▶ [Task input]:
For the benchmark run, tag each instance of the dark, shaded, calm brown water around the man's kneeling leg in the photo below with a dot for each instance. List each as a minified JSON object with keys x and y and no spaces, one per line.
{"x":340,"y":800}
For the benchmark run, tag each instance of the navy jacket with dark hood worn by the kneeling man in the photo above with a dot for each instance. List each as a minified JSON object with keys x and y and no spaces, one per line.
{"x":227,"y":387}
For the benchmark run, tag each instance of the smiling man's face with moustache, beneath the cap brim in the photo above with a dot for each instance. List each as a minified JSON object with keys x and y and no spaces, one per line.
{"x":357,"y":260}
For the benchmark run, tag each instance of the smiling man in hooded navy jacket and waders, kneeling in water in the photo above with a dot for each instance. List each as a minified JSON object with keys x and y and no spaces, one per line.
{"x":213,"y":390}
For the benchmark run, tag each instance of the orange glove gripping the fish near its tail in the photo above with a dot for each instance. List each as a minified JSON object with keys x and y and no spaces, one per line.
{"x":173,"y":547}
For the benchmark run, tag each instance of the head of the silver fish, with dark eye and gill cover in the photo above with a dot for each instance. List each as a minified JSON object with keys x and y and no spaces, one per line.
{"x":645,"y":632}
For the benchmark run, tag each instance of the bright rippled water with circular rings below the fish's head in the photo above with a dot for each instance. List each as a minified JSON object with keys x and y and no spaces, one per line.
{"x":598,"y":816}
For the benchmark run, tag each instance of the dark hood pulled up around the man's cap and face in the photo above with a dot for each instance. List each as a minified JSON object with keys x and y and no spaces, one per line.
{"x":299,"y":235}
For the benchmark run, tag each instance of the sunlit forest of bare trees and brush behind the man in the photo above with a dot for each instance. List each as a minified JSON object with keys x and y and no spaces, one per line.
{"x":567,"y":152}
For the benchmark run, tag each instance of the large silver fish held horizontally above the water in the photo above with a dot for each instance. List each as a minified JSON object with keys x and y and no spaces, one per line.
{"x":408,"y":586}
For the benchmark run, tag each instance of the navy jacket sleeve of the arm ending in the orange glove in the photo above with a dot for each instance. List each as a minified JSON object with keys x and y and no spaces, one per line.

▶ [Work task]: Output only the lines from the one containing "For the benchmark run, tag each instance of the orange" through the end of the material, please, exactly as they appear.

▶ [Response area]:
For the benchmark run, tag each instance of the orange glove gripping the fish near its tail in the photo above with a dot for each instance. List each as a minified JSON object with keys x and y and no spaces, one per line.
{"x":173,"y":547}
For the benchmark run, tag each instance of the head of the silver fish, with dark eye and gill cover in the photo above with a dot for each instance. List each as a minified JSON object with keys x and y and no spaces, one per line.
{"x":645,"y":632}
For the benchmark run, tag each instance of the bright rippled water with circular rings below the fish's head in the photo above with a dot for each instance. List each as a minified JSON object with keys x and y and no spaces, one per line.
{"x":598,"y":816}
For the benchmark run, tag each instance of the dark hood pulled up around the man's cap and face in the photo above with a dot for each instance. List each as a minified JSON object with keys x and y and no spaces, one per line.
{"x":299,"y":235}
For the benchmark run, tag each instance of the sunlit forest of bare trees and brush behind the man in the photo above with a dot for each instance. List each as a minified JSON object with keys x and y and no spaces, one per line.
{"x":567,"y":152}
For the benchmark run, tag each instance of the large silver fish held horizontally above the water in the photo above with a dot for each instance. List each as a minified JSON object with keys x and y and no spaces, one per line.
{"x":408,"y":586}
For the benchmark run, tag each instance of the navy jacket sleeve of the arm ending in the orange glove in the photo above with a dot for each instance. List each as a minified JSON object with keys x and y and no spaces, one per line.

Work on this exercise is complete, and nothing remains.